[What you should do]: Locate every line of the data below that contains the string "exact", and copy each one in full. Matching is case-sensitive.

[Data excerpted from a collection]
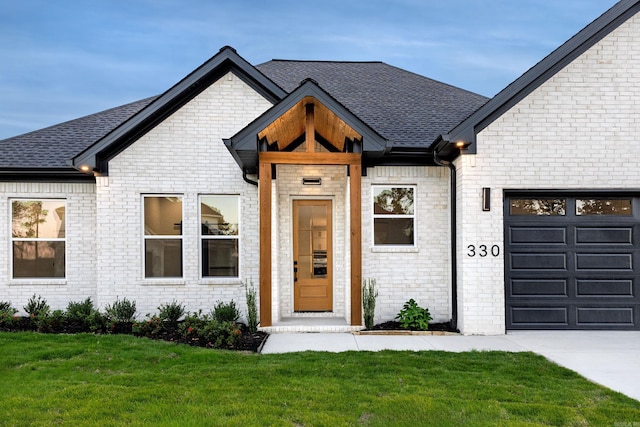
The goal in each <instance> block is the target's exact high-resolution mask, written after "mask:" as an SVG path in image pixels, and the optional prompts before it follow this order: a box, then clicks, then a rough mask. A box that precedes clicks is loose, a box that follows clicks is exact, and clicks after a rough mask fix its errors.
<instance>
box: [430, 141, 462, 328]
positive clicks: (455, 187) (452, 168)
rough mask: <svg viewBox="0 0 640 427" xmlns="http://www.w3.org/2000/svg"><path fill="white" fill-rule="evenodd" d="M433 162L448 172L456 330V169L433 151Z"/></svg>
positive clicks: (451, 324) (451, 314)
mask: <svg viewBox="0 0 640 427" xmlns="http://www.w3.org/2000/svg"><path fill="white" fill-rule="evenodd" d="M433 161H434V162H435V163H436V164H437V165H438V166H447V167H448V168H449V171H450V176H451V179H450V186H451V188H450V197H451V210H450V213H451V218H450V220H449V221H450V222H451V224H450V227H451V327H452V328H453V329H455V330H457V329H458V263H457V260H456V256H457V254H458V248H457V243H456V237H457V232H458V228H457V224H456V197H457V191H456V167H455V166H454V164H453V163H451V162H450V161H448V160H443V159H439V158H438V154H437V153H436V152H435V151H434V153H433Z"/></svg>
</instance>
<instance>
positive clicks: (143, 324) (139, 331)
mask: <svg viewBox="0 0 640 427" xmlns="http://www.w3.org/2000/svg"><path fill="white" fill-rule="evenodd" d="M162 331H163V322H162V319H161V318H160V317H158V316H149V315H147V318H146V319H145V320H142V321H140V322H134V323H133V326H132V328H131V332H132V333H133V334H134V335H136V336H138V337H147V338H156V337H158V336H159V335H160V334H161V333H162Z"/></svg>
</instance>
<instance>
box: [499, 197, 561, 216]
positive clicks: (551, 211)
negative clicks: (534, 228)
mask: <svg viewBox="0 0 640 427" xmlns="http://www.w3.org/2000/svg"><path fill="white" fill-rule="evenodd" d="M566 207H567V202H566V200H565V199H511V215H565V212H566Z"/></svg>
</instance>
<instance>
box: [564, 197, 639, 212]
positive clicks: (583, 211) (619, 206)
mask: <svg viewBox="0 0 640 427" xmlns="http://www.w3.org/2000/svg"><path fill="white" fill-rule="evenodd" d="M576 215H624V216H629V215H632V210H631V199H577V200H576Z"/></svg>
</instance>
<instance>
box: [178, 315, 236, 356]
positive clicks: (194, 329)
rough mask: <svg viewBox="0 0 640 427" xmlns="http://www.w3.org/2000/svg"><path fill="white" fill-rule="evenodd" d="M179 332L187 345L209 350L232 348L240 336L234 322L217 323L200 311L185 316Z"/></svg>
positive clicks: (221, 322) (215, 319)
mask: <svg viewBox="0 0 640 427" xmlns="http://www.w3.org/2000/svg"><path fill="white" fill-rule="evenodd" d="M179 331H180V335H181V337H182V339H184V340H185V341H186V342H187V343H189V344H192V345H200V346H203V347H211V348H232V347H233V346H234V345H235V344H236V343H237V342H238V340H239V339H240V336H241V335H242V331H241V330H240V327H239V326H238V324H236V323H235V322H230V321H218V320H216V319H215V318H214V315H213V314H211V315H207V314H203V313H202V310H200V311H198V312H196V313H190V314H187V316H185V319H184V322H182V323H181V324H180V327H179Z"/></svg>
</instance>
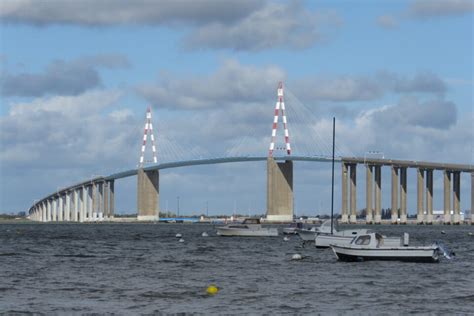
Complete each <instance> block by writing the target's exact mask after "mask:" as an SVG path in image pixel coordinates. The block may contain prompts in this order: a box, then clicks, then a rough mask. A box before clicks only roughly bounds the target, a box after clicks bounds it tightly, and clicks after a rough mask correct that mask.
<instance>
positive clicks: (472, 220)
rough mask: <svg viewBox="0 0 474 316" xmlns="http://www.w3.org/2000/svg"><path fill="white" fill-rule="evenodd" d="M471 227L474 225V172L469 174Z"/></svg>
mask: <svg viewBox="0 0 474 316" xmlns="http://www.w3.org/2000/svg"><path fill="white" fill-rule="evenodd" d="M471 225H474V172H472V173H471Z"/></svg>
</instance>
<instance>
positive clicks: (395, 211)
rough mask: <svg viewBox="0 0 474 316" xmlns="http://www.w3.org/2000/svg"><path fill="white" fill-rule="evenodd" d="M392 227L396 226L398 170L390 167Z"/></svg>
mask: <svg viewBox="0 0 474 316" xmlns="http://www.w3.org/2000/svg"><path fill="white" fill-rule="evenodd" d="M391 211H392V212H391V219H392V225H393V224H398V168H397V167H395V166H392V210H391Z"/></svg>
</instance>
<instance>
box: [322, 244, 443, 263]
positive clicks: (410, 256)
mask: <svg viewBox="0 0 474 316" xmlns="http://www.w3.org/2000/svg"><path fill="white" fill-rule="evenodd" d="M331 248H332V250H333V251H334V254H335V255H336V257H337V258H338V259H339V260H340V261H346V262H354V261H369V260H383V261H405V262H431V263H436V262H438V261H439V255H438V250H437V248H435V247H399V248H375V249H373V248H354V247H349V246H347V247H346V246H339V245H331Z"/></svg>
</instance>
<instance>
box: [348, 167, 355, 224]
mask: <svg viewBox="0 0 474 316" xmlns="http://www.w3.org/2000/svg"><path fill="white" fill-rule="evenodd" d="M349 166H350V172H349V173H350V176H351V194H350V196H351V203H350V206H351V216H350V218H349V221H350V223H351V224H355V223H357V164H350V165H349Z"/></svg>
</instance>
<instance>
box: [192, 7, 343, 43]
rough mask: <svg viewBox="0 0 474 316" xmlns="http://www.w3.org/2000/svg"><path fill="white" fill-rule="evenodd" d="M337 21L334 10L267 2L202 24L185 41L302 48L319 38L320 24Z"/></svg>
mask: <svg viewBox="0 0 474 316" xmlns="http://www.w3.org/2000/svg"><path fill="white" fill-rule="evenodd" d="M340 24H341V18H340V17H339V16H338V15H336V14H335V13H334V12H325V13H315V12H311V11H308V10H307V9H305V8H304V7H303V5H302V4H301V3H300V2H297V1H292V2H290V3H288V4H278V3H269V4H268V5H266V6H264V7H262V8H260V9H259V10H256V11H254V12H252V13H251V14H249V15H248V16H246V17H244V18H242V19H240V20H238V21H236V22H235V23H232V24H227V23H222V22H214V23H210V24H206V25H203V26H201V27H199V28H197V29H196V30H194V31H193V32H191V34H190V35H189V36H188V37H187V38H186V40H185V45H186V47H188V48H190V49H194V48H213V49H220V48H229V49H233V50H254V51H259V50H264V49H269V48H290V49H304V48H307V47H310V46H312V45H313V44H315V43H316V42H319V41H321V40H323V35H322V34H323V32H322V28H323V27H324V26H327V25H329V26H330V27H331V28H333V29H334V28H337V27H338V26H340ZM326 31H329V30H326ZM328 33H329V32H328Z"/></svg>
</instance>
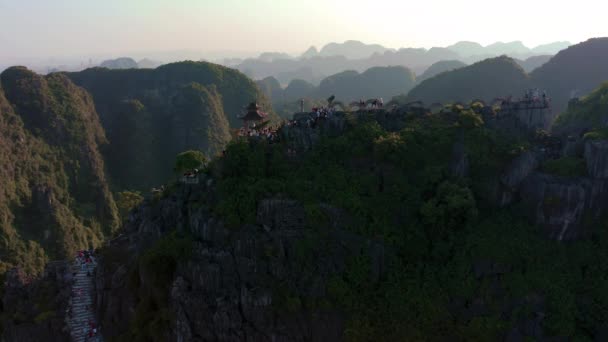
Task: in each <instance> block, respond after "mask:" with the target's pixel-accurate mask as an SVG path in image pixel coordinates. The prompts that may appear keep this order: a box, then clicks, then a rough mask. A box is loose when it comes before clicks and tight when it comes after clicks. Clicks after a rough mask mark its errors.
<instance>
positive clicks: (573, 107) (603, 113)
mask: <svg viewBox="0 0 608 342" xmlns="http://www.w3.org/2000/svg"><path fill="white" fill-rule="evenodd" d="M607 119H608V82H604V83H603V84H601V85H600V86H599V87H598V88H597V89H595V90H594V91H592V92H591V93H590V94H589V95H587V96H585V97H583V98H581V99H580V100H578V101H577V100H574V101H572V102H571V103H570V105H569V106H568V110H567V111H566V112H565V113H562V114H561V115H559V116H558V117H557V120H556V121H555V124H554V129H555V130H556V131H557V132H577V133H578V131H581V130H583V131H587V130H596V134H595V135H596V136H597V135H601V133H602V129H603V128H604V126H605V123H606V120H607Z"/></svg>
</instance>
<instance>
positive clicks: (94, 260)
mask: <svg viewBox="0 0 608 342" xmlns="http://www.w3.org/2000/svg"><path fill="white" fill-rule="evenodd" d="M75 262H76V264H77V265H78V267H79V268H80V269H81V271H84V270H86V271H87V273H86V274H87V277H91V276H92V274H91V272H90V271H89V266H91V265H95V264H96V263H97V261H96V260H95V251H94V250H93V249H89V250H79V251H78V252H77V254H76V257H75ZM77 274H78V272H73V273H72V275H73V276H74V278H73V280H72V281H73V282H75V281H76V275H77ZM84 295H85V293H84V292H83V290H82V289H81V288H80V289H74V290H73V291H72V296H73V298H81V297H82V296H84ZM85 309H86V310H87V311H91V312H92V311H93V306H92V305H91V304H87V305H86V307H85ZM72 316H73V312H72V305H70V306H69V307H68V317H69V318H70V319H72ZM82 323H83V328H82V329H83V331H82V335H84V336H86V340H87V341H95V340H96V337H97V333H98V328H97V326H96V324H95V322H93V321H92V320H88V321H83V322H82Z"/></svg>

[Exercise solution]:
The goal in each <instance> block is the target's exact high-resolution mask, written after "mask:" as an SVG path in image pixels, and the optional prompts before it follow this order: a box, then clicks, then a rough mask. A box that precedes clicks is loose, a box that follows clicks is exact, and clicks after a rough mask fix its errors.
Complete each <instance> block by writing the target's exact mask after "mask:" as an SVG path in image pixel coordinates. The block may contain prompts in this order: a box, then clicks, then a rough mask. A box before clicks only roughly bounds the target, a box after clicks bounds it tightly, and clicks after a rough mask correct that mask.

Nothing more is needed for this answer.